### Input
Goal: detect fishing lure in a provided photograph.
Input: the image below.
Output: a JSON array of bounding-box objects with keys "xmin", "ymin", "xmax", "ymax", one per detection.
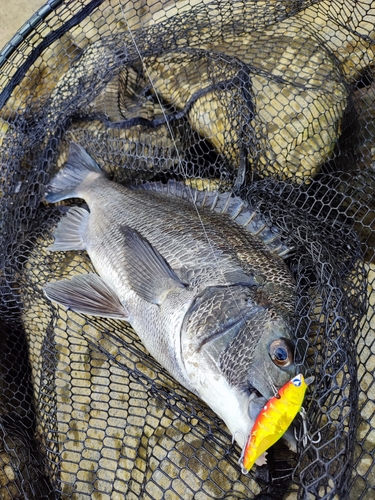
--
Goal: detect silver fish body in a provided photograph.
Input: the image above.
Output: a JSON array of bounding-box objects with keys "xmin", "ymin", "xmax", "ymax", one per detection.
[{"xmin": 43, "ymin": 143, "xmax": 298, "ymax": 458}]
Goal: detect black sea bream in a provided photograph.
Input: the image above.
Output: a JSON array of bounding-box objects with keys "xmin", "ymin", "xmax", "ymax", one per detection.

### Task details
Search the data for "Goal". Copy each line that has it.

### Exercise output
Goal: detect fishing lure in a provided photograph.
Goal: detect silver fish body in a provided photograph.
Goal: detect black sea bream in a provided photograph.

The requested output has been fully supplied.